##### Supplied information
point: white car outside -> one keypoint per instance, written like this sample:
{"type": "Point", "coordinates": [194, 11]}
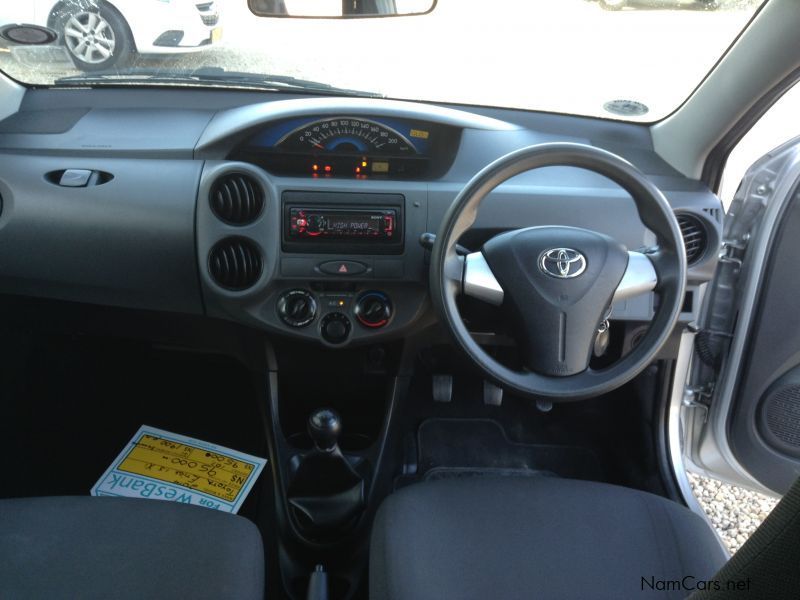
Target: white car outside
{"type": "Point", "coordinates": [100, 34]}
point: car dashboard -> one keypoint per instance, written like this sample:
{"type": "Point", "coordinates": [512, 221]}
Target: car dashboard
{"type": "Point", "coordinates": [295, 215]}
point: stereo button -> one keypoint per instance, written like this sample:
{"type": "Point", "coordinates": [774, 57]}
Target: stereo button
{"type": "Point", "coordinates": [343, 267]}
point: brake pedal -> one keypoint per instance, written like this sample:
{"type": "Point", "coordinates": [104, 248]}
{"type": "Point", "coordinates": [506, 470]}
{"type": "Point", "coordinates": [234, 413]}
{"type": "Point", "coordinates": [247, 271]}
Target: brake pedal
{"type": "Point", "coordinates": [492, 394]}
{"type": "Point", "coordinates": [442, 388]}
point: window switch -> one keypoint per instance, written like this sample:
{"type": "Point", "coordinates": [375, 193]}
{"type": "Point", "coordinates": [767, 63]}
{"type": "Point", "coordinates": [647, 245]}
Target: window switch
{"type": "Point", "coordinates": [75, 178]}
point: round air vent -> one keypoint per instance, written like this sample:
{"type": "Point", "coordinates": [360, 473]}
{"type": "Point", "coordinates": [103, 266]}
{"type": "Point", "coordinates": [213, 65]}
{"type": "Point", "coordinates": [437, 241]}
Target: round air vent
{"type": "Point", "coordinates": [695, 237]}
{"type": "Point", "coordinates": [235, 263]}
{"type": "Point", "coordinates": [237, 199]}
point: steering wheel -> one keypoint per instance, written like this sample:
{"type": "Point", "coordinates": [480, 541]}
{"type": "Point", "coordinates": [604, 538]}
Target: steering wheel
{"type": "Point", "coordinates": [555, 285]}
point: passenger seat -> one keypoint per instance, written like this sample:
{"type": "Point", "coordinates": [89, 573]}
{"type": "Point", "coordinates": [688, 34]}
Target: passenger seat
{"type": "Point", "coordinates": [84, 547]}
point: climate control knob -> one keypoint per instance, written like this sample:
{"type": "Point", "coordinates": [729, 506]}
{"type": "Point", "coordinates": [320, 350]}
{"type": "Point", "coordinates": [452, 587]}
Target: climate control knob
{"type": "Point", "coordinates": [297, 308]}
{"type": "Point", "coordinates": [373, 309]}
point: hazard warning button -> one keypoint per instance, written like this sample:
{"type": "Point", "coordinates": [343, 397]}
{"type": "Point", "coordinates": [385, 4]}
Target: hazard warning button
{"type": "Point", "coordinates": [343, 267]}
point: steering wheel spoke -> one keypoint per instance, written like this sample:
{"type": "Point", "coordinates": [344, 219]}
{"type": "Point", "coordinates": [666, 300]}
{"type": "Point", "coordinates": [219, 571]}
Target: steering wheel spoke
##########
The task: Take the line in which "point: passenger seat" occurs and each subsequent line through the end; give these lines again without alteration.

Task answer:
point: passenger seat -> one keypoint per instance, written like this sample:
{"type": "Point", "coordinates": [89, 573]}
{"type": "Point", "coordinates": [688, 34]}
Target: passenger seat
{"type": "Point", "coordinates": [84, 547]}
point: climate control knob -> one keypoint per instance, written like this sample:
{"type": "Point", "coordinates": [729, 506]}
{"type": "Point", "coordinates": [320, 350]}
{"type": "Point", "coordinates": [452, 587]}
Target: climate control knob
{"type": "Point", "coordinates": [297, 308]}
{"type": "Point", "coordinates": [373, 309]}
point: hazard warning button -> one keypoint per instance, written like this sample:
{"type": "Point", "coordinates": [343, 397]}
{"type": "Point", "coordinates": [385, 4]}
Target: hazard warning button
{"type": "Point", "coordinates": [343, 267]}
point: steering wheel spoke -> one keypoint per instance, written like this sample:
{"type": "Point", "coordinates": [344, 219]}
{"type": "Point", "coordinates": [666, 300]}
{"type": "Point", "coordinates": [219, 571]}
Target: steering wheel spoke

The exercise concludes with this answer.